>> START Dataset content

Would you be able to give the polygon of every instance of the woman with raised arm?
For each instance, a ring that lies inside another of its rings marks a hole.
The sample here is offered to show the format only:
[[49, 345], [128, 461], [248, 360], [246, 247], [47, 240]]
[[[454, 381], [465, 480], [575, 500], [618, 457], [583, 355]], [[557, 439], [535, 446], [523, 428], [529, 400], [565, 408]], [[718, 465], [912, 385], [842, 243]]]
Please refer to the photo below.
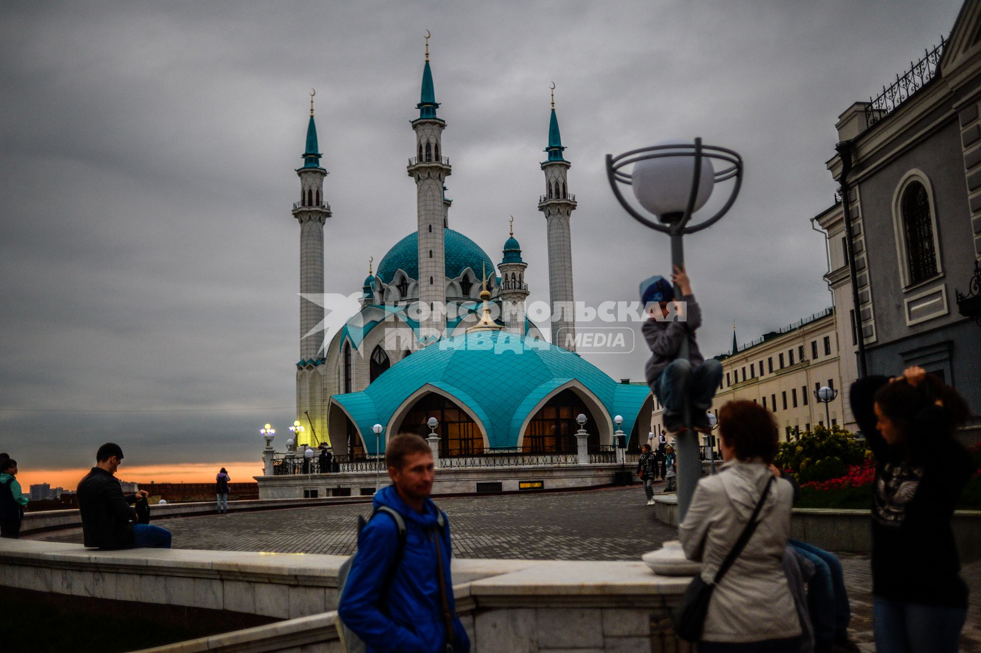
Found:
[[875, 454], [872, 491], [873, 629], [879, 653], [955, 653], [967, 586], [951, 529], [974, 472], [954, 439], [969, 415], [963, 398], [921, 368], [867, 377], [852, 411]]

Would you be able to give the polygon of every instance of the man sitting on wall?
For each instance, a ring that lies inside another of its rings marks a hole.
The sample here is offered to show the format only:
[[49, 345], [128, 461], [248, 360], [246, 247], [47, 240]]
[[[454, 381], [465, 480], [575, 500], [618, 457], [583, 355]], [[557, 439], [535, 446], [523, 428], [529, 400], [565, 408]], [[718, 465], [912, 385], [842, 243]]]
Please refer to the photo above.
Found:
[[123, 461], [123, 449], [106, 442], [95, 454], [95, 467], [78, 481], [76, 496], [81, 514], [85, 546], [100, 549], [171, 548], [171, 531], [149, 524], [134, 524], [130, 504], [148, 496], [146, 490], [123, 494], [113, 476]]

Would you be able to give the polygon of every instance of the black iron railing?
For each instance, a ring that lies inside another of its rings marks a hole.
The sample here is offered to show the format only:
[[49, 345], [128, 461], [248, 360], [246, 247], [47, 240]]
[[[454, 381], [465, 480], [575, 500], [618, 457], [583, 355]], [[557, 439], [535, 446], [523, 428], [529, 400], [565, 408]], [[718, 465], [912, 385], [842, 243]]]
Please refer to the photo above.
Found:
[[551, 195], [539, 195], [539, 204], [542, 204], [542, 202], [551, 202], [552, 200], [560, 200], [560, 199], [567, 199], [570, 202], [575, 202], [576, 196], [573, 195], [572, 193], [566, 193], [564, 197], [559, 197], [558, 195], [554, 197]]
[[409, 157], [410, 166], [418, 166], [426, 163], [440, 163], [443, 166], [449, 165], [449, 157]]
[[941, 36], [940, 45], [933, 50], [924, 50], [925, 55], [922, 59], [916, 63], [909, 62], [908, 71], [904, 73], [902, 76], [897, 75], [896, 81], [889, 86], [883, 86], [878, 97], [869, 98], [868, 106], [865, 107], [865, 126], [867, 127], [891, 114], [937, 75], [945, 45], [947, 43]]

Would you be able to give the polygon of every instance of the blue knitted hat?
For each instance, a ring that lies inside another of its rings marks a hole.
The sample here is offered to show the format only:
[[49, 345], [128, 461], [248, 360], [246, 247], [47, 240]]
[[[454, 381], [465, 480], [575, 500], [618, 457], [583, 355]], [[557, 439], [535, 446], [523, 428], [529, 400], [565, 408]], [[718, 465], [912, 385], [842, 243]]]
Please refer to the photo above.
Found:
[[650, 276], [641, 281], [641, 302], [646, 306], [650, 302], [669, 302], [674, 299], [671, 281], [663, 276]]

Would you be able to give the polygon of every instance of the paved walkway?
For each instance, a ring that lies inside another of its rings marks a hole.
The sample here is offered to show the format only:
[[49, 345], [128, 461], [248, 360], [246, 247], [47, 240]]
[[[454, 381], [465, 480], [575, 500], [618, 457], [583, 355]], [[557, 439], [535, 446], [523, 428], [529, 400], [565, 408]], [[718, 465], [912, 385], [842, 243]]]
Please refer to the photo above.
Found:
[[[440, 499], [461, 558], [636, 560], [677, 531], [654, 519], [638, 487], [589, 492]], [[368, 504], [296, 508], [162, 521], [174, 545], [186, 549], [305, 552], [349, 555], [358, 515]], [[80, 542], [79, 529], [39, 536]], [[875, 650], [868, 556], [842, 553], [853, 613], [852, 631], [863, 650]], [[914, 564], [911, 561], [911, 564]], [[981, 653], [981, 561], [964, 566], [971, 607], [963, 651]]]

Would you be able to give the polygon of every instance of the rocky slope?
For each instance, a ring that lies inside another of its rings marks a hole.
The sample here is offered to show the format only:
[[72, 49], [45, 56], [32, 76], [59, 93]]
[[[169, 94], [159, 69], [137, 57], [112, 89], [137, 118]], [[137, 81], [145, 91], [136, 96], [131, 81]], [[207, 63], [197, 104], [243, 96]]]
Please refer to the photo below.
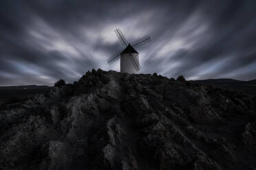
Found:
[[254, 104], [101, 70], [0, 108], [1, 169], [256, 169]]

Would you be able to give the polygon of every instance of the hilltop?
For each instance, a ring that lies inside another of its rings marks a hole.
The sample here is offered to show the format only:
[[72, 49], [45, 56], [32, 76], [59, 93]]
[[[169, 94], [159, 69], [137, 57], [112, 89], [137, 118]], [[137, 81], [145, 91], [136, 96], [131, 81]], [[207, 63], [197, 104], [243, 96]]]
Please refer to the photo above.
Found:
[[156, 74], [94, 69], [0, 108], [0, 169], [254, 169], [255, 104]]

>> END Dataset content

Given task
Reproduce the items word for word, starting at the line that contains "of the hilltop?" and ending at the final line of the items.

Completed task
Would you be able to give the polygon of every instance of the hilltop?
For each instance, a ring that lies inside another of its rings marks a hole.
The sample here is offered to show the format only:
[[72, 49], [45, 56], [32, 76], [59, 93]]
[[[169, 94], [159, 69], [137, 57], [112, 89], [137, 118]], [[137, 81], [145, 91], [136, 96], [131, 81]], [[207, 63], [197, 104], [243, 96]]]
Please refer to the photo above.
Found:
[[156, 74], [94, 69], [0, 108], [0, 169], [254, 169], [255, 104]]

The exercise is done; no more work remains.